Walt Cunningham in Orbit

Walt Cunningham in orbit

Walt Cunningham in the pure oxygen environment on board Apollo 7.

Not long after President Kennedy promised America the Moon on May 25, 1961, NASA released a Request for Proposals to industry contractors hoping to build the spacecraft that would take men to the Moon. Included in the proposal was the provision that the spacecraft environment be a mixed gas one, an oxygen-nitrogen atmosphere akin to the air we breathe. In November of 1961, NASA awarded North American Aviation the coveted Apollo contract, and this winning proposal included this mixed gas environment.

But a year later NASA changed its mind. As the pieces of Apollo were starting to take shape, weight was fast becoming an issue. Weight is a huge consideration for any mission leaving the Earth. A heavier spacecraft needs a bigger booster to get it off the ground, but if that booster is too big it won’t be able to lift itself off the ground, too. In the case of Apollo, the first stage of the Saturn V rocket had to lift itself and everything on top of it — the second and third stages as well as the command-service and lunar modules — off the ground. Any additional weight at the top of the stack would demand more pounds of thrust at the bottom to get the whole thing on its way to the Moon.

Apollo 9's launch

Apollo 9’s Launch

The massive Saturn V takes the Apollo 9 command-service and lunar modules into orbit… you can barely see them in this picture the rocket it so much bigger than its payload!

NASA realized that the tanks needed to hold both oxygen and nitrogen along with the associated hardware and plumbing to deliver the gases into the crew cabin came with a significant weight penalty. Not to mention it was complicated. Managing the dual gas environment meant developing a sophisticated sensing system able to detect and react to minute changes in the gas balance, a system that would add weight. A single gas environment, on the other hand, was much simpler and lighter needing only a sensor to monitor that the cabin was remained properly pressurized. Lighter and simpler trumped heavier and more complicated, and NASA reversed its initial decision. Apollo would go to the Moon using pure oxygen in the crew cabin.

Information provided:
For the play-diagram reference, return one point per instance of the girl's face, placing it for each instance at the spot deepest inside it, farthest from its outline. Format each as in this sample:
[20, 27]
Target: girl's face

Short exercise A: Reproduce the passage on the Apollo cabin atmosphere between "NASA realized that" and "the crew cabin.", inclusive.
Short exercise B: Carry on the passage on the Apollo cabin atmosphere, starting after its final sentence.

Reply A:
NASA realized that the tanks needed to hold both oxygen and nitrogen along with the associated hardware and plumbing to deliver the gases into the crew cabin came with a significant weight penalty. Not to mention it was complicated. Managing the dual gas environment meant developing a sophisticated sensing system able to detect and react to minute changes in the gas balance, a system that would add weight. A single gas environment, on the other hand, was much simpler and lighter needing only a sensor to monitor that the cabin was remained properly pressurized. Lighter and simpler trumped heavier and more complicated, and NASA reversed its initial decision. Apollo would go to the Moon using pure oxygen in the crew cabin.

Reply B:
North American wasn’t keen on the change. For the contractor, the simplicity of a single gas system wasn’t worth the risk. North American knew — as did many engineers at NASA — that a spark in a pure oxygen environment could quickly grow into a raging fire. NASA countered by pointing to the pressure onboard the spacecraft. At just five pounds per square inch, the density was so low that even a pure oxygen environment wouldn’t support a fire a trained crew couldn’t handle. Not to mention, by this point in mid-1962, NASA had launched four Mercury missions using pure oxygen in the cabin without incident. Why change something that wasn’t broken? There was no need to further complicate a spacecraft on a complicated lunar mission.

Apollo boilerplate

Apollo Boilerplate Command Module

Apollo Boilerplate Command Module #6 after a pad abort test on November 7, 1963.

Ultimately, NASA had final say. Director of the Manned Spacecraft Centre Robert Gilruth made the switch from a dual to a single gas environment official with a formal contract change notice signed on August 28, 1962.

North American proceeded according to NASA’s direction, but not without incident. In April of 1966, a fire in the environmental control system of a command module under construction caused significant hardware damage, but this didn’t reopen the question of the crew cabin environment. Much of the damage was attributed to a commercial grade strip heater inside the cabin, and since this wan’t flight hardware the fire was largely dismissed. It did, however, prompt North American to revisit the amount and placement of flammable materials in the spacecraft to ensure no combustible materials were too close to electrical systems. NASA also had North American make design changes to eliminate fire hazards stemming from fluid leaks, overheating lamps, and large areas of exposed fabric and foam.

But these changes were only made in the lunar-capable Block II model of the Apollo spacecraft, not the earlier Block I model that would fly Earth orbital missions. And Apollo 1 was a Block I Earth orbital flight. So not only was Apollo 1’s spacecraft less fire-resistant than later incarnations on the day of the fire, the atmosphere on the day of the fire wasn’t the same low density of pure oxygen it would be in flight. To mimic the five pounds per square inch in space, the cabin was pressurized to 16 psi at sea level; this created the equivalent pressure difference between the spacecraft and the outside environment.

This was the recipe for disaster. During a routine test, a spark ignited all the cabin materials that had been soaking in oxygen for hours. The crew died of smoke inhalation and the spacecraft was destroyed.

Damage from the Apollo 1 fire

Damage from the Apollo 1 fire

View of the inside of the spacecraft’s charred remains following the fatal fire.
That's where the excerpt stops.